● Instrução dada
Devolva na íntegra o texto sobre a trilogia de E L James, sem alterar nenhuma palavra ou sinal.

● Texto
======
Essa constatação óbvia é defendida pela autora, que iniciou a trilogia em 2009. O primeiro livro mostra o encontro, em uma entrevista, da aspirante a jornalista, de 22 anos, e do bem-sucedido empresário, seis anos mais velho. A paixão, instantânea, é acompanhada de uma proposta indecorosa: o amante sugere à garota um tratado de submissão em que ele teria o controle do prazer. Em linguagem direta: sadomasoquismo. O segundo estágio da paixão flagra Ana (como também é chamada) em dúvida a respeito de seus sentimentos. Ela muda de vida, tenta esquecer o parceiro, mas volta atrás após uma “renovação” no tal acordo. Em “Cinquenta Tons de Liberdade”, o casamento é a prova de fogo para os dois, que se veem obrigados a encarar as inseguranças pessoais e superar as primeiras brigas.
SINTONIA
A escritora E L James apostou no sucesso da literatura erótica
desde que fosse feita com boa dose de romantismo
Enquanto Grey não consegue conter o impulso dominador, Ana tem dificuldade de se encaixar no padrão do seu rico marido. Sofre também com a linha tênue que separa a submissão sexual da conjugal. “Talvez devêssemos combinar uma senha para quando ele estiver agindo de forma autoritária e dominadora, para quando estiver sendo um babaca. Dou uma risadinha. Talvez a senha devesse ser babaca. Uma ideia muito interessante”, diz a si mesma a personagem feminina em determinado momento do livro.
======
● Informações fornecidas
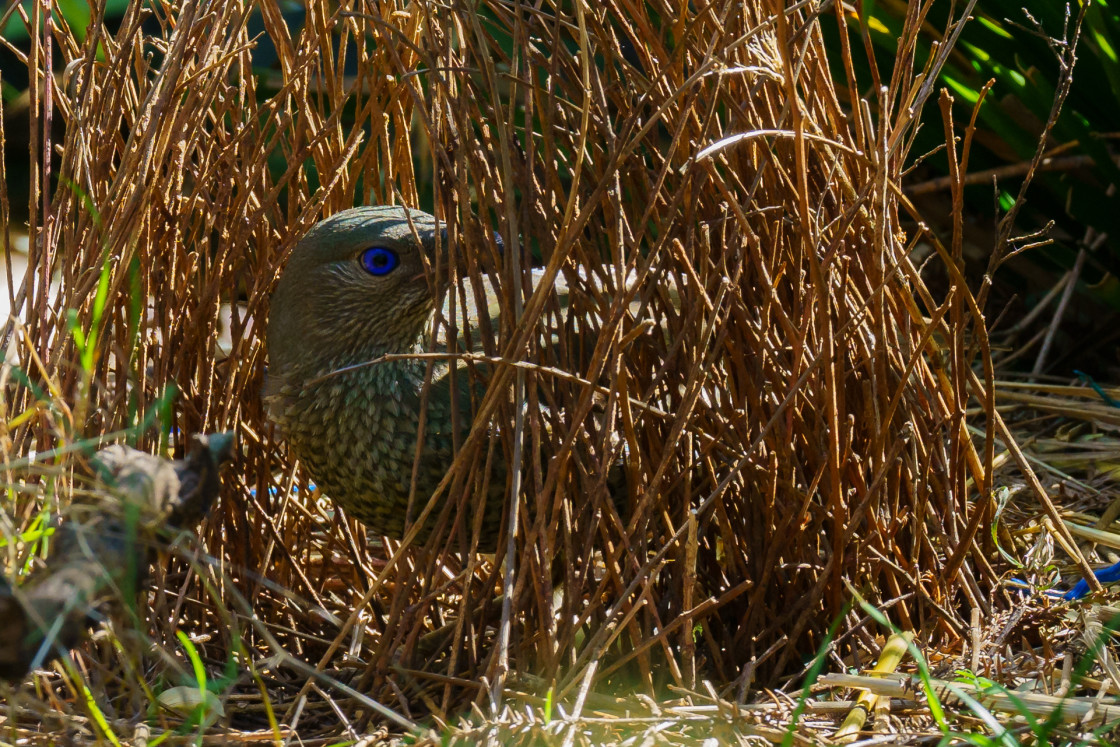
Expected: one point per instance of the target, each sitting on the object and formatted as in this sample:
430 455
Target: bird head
355 287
======
● Resultado da tarefa
Essa constatação óbvia é defendida pela autora, que iniciou a trilogia em 2009. O primeiro livro mostra o encontro, em uma entrevista, da aspirante a jornalista, de 22 anos, e do bem-sucedido empresário, seis anos mais velho. A paixão, instantânea, é acompanhada de uma proposta indecorosa: o amante sugere à garota um tratado de submissão em que ele teria o controle do prazer. Em linguagem direta: sadomasoquismo. O segundo estágio da paixão flagra Ana (como também é chamada) em dúvida a respeito de seus sentimentos. Ela muda de vida, tenta esquecer o parceiro, mas volta atrás após uma “renovação” no tal acordo. Em “Cinquenta Tons de Liberdade”, o casamento é a prova de fogo para os dois, que se veem obrigados a encarar as inseguranças pessoais e superar as primeiras brigas.
SINTONIA
A escritora E L James apostou no sucesso da literatura erótica
desde que fosse feita com boa dose de romantismo
Enquanto Grey não consegue conter o impulso dominador, Ana tem dificuldade de se encaixar no padrão do seu rico marido. Sofre também com a linha tênue que separa a submissão sexual da conjugal. “Talvez devêssemos combinar uma senha para quando ele estiver agindo de forma autoritária e dominadora, para quando estiver sendo um babaca. Dou uma risadinha. Talvez a senha devesse ser babaca. Uma ideia muito interessante”, diz a si mesma a personagem feminina em determinado momento do livro.